> Sayfa Alıntısı
################
Hiçbir Şey Göründüğü Gibi Değildir

İç içe geçmiş matruşkalar misali!

Bir dünya var burası,

Bir dünya var orası,

Bir âlem var neresi?

Sen kimsin? Ben kimim? Biz neredeyiz?

Bir düşünce âleminde seninle;

Bir duygu âleminde benimle;

Bir akıl âleminde bizimle!

Sen kimsin? Ben kimim? Biz neredeyiz?

Bir bilincin izdüşümü,

Bir enerjinin yansıması,

Bir zihnin mucizesi,

Sen kimsin? Ben kimim? Biz neredeyiz?

 

Hayat ve yaşam arasındaki yolculukta her birimiz kendi kavrayışımız ve kendi zihinsel faaliyetimiz çerçevesinde bir yaşam belirlemekteyiz. Kimimiz uzun yollardan dolanarak, acı deneyimler yaşayarak, çıkmaz yollara girerek, kafa göz yararak, yanarak ve yakarak bu yolculuğu sürdürmekteyiz. Kimimiz içindeki sese kulak verip o sesi dinleyerek ve dinlediği şeyi anlamlandırarak iz sürmeyi tercih etmektedir. Zaten yaşamak dediğimiz yolculuk, bir anlamda da kişinin bireysel tercihlerinden ibaret değil midir? Geçmiş, şimdi ve geleceği kapsayan bu yolculukta farkındalık kazanmak bizim irademiz çerçevesinde mümkündür. Daha anlamlı bir dünya yaratmak istemeliyiz. Farkındalık dediğimiz şey farkındasızlıkla kıyaslandığında aradaki fark şu şekilde ortaya çıkar: Farkına varmadığınız olaylar yalnızca duyular üzerinden yorumlanırken, farkına vardığımız olaylar evrensel ve kozmik bilgilerin referansı eşliğinde üst bilinçte yorumlanır. İşte bu iki bakış açısını veya bilinç düzeyini kıyasladığımızda birinde dayanılmaz bir acı duygusu bedenimizi sararken diğerinde buruk olsa da öğretici bir deneyimin etkisi söz konusudur. Nelson Mandela’ya sormuşlar: “Hayatta hiç kaybettiniz mi?” Şöyle cevap vermiş: “Ben hayatta hiç kaybetmedim çünkü, ben ya kazandım ya öğrendim!”
################
> Sunulan Liste
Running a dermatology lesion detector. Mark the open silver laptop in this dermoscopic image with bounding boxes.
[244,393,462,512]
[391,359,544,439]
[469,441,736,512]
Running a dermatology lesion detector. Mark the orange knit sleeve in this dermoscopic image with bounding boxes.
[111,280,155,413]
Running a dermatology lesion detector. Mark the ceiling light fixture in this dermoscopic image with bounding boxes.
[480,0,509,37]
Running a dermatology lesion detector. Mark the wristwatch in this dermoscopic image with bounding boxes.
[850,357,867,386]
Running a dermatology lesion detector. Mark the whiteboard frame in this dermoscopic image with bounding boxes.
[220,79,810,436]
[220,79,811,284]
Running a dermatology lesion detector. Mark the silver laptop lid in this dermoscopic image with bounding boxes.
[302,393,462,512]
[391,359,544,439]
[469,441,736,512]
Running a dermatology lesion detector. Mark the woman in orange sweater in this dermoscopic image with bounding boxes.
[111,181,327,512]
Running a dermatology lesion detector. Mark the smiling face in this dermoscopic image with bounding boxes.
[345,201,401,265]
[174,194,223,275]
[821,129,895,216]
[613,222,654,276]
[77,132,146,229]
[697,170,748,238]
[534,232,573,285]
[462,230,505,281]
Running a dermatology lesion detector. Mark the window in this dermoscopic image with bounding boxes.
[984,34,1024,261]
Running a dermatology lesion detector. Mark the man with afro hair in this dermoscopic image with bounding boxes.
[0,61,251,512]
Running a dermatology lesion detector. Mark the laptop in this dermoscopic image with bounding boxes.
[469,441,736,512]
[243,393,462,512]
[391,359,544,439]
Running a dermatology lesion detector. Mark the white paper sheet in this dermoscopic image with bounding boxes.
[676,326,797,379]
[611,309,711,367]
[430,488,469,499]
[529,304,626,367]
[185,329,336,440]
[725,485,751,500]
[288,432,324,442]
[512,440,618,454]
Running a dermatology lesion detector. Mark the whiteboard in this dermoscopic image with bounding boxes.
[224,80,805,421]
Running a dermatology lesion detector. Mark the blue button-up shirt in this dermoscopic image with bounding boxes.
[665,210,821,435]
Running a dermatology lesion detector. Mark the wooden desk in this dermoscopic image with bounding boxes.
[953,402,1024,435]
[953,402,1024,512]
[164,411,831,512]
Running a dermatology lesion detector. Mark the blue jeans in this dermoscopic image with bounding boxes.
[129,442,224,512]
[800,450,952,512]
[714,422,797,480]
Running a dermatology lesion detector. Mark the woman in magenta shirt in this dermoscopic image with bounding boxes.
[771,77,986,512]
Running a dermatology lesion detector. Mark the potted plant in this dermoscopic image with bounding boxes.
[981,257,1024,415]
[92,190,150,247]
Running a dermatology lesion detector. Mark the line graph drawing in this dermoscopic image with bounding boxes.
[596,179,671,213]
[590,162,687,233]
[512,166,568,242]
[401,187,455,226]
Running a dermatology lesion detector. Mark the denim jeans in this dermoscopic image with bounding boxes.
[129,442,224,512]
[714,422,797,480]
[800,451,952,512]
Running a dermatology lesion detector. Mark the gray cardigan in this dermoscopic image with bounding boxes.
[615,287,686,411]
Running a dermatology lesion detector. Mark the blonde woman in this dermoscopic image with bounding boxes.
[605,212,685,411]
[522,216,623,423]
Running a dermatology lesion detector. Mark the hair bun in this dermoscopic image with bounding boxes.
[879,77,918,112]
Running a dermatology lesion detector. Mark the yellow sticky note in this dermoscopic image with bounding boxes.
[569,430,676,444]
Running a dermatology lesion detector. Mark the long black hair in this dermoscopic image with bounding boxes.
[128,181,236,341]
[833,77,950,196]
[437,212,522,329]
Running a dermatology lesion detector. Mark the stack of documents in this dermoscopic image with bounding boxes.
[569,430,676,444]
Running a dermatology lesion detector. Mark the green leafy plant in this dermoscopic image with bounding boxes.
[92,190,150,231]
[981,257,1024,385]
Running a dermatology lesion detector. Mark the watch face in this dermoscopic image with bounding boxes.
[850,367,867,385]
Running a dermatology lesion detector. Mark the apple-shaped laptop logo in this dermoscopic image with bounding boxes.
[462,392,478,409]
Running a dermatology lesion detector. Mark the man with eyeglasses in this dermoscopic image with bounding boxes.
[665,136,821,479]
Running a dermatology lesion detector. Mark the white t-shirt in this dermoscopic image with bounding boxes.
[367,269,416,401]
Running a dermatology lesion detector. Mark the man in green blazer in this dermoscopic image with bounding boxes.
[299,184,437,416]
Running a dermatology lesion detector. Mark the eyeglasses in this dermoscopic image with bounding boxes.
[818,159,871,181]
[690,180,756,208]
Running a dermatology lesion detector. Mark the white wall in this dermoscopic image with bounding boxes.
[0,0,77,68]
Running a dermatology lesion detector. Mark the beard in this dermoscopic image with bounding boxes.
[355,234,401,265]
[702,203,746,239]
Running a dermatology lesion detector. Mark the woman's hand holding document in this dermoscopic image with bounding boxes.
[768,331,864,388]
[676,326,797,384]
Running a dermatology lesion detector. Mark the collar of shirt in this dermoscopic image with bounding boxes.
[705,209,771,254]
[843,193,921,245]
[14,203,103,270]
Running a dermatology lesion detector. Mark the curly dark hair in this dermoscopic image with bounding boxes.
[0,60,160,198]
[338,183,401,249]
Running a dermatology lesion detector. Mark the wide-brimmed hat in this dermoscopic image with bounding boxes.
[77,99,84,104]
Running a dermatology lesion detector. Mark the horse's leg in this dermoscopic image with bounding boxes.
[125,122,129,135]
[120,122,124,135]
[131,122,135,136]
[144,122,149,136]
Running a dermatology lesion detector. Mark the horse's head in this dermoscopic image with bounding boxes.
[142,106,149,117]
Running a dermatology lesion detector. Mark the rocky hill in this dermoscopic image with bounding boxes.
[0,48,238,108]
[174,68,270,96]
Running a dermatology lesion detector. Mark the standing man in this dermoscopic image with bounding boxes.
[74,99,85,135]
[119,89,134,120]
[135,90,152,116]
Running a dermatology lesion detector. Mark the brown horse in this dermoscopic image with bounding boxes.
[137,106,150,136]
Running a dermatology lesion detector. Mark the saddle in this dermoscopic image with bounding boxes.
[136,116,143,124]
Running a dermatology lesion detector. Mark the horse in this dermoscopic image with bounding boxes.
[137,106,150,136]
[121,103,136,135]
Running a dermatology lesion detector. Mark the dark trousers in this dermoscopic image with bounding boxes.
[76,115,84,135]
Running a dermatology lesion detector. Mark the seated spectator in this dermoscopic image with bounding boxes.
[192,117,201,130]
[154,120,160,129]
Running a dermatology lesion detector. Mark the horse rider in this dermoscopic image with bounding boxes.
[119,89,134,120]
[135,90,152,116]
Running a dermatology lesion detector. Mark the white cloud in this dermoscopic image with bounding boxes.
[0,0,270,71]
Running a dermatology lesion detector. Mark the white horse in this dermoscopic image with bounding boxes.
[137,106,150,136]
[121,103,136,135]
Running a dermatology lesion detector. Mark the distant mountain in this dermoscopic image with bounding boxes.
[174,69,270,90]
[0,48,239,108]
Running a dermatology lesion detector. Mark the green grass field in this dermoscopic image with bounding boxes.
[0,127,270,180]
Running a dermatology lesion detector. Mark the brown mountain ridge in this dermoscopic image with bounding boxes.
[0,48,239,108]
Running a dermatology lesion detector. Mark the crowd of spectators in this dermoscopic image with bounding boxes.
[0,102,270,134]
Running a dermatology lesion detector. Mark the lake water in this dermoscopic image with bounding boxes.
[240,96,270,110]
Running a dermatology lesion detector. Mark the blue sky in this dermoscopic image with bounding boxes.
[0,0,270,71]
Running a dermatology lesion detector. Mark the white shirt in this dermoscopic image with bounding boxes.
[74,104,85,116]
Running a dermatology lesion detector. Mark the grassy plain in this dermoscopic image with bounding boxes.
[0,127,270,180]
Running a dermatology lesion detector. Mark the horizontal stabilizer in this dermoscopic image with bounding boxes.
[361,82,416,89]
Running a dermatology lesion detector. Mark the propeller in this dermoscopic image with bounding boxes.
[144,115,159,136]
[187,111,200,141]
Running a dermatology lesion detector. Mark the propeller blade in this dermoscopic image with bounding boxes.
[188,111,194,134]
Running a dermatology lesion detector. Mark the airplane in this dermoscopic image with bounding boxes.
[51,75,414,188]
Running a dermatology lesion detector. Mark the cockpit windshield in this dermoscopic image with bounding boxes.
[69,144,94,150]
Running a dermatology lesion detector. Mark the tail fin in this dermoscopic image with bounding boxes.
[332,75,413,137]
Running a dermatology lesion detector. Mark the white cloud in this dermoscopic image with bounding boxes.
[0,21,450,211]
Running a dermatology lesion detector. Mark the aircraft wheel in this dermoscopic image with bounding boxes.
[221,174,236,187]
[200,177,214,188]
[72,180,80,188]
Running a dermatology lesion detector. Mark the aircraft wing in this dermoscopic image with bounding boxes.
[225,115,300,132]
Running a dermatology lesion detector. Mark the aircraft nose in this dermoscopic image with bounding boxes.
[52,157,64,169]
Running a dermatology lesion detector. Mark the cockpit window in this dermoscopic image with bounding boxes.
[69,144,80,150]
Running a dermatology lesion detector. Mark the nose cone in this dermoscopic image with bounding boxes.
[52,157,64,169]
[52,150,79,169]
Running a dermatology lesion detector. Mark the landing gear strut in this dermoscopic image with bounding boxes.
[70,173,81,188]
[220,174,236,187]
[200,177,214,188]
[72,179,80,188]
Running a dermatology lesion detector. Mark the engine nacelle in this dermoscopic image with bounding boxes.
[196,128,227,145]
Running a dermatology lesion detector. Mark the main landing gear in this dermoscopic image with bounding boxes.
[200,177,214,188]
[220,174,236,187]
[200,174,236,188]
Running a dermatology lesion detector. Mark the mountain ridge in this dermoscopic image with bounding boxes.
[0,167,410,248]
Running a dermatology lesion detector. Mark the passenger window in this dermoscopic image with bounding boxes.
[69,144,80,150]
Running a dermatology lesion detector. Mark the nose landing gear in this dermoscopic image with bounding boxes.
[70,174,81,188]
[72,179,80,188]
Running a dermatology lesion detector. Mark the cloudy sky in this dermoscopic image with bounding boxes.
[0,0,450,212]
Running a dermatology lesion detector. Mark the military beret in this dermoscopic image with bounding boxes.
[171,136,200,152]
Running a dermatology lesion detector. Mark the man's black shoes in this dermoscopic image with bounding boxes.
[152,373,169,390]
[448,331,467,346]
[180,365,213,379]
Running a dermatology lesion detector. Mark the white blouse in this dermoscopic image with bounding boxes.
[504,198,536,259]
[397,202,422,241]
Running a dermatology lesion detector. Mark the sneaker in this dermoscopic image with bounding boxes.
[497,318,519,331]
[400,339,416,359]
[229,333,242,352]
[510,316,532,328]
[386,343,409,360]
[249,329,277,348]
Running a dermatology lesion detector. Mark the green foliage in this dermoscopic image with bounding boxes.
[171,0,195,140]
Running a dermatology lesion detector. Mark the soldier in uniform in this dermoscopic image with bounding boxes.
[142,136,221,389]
################
> Görevler
- 1) Sayfa alıntısına göre Nelson Mandela, hayatta hiç kaybetmediğini hangi gerekçeyle açıklamıştır?
- 2) Listenin "Running a dermatology lesion detector. Mark the standing" ifadesini içeren satırından "[136,116,143,124]" ifadesini içeren satırına kadar uzanan kısmını, iki uç dahil, "metin" ve "yanıt" sütunlarından oluşan bir CSV olarak yeniden düzenleyin. Her metin kendi yanıtıyla aynı satırda yer almalı, her alan tırnak içine alınmalı ve satır sonları boşluğa çevrilmelidir.
Sayfa alıntısı ile liste birbirinden farklı kaynaklara aittir.

> Görev Yanıtları
- 1) Ya kazandığı ya da öğrendiği için hayatta hiç kaybetmediğini söylemiştir.

- 2)
metin,yanıt
"Running a dermatology lesion detector. Mark the standing man in this dermoscopic image with bounding boxes.","[74,99,85,135] [119,89,134,120] [135,90,152,116]"
"Running a dermatology lesion detector. Mark the brown horse in this dermoscopic image with bounding boxes.","[137,106,150,136]"
"Running a dermatology lesion detector. Mark the saddle in this dermoscopic image with bounding boxes.","[136,116,143,124]"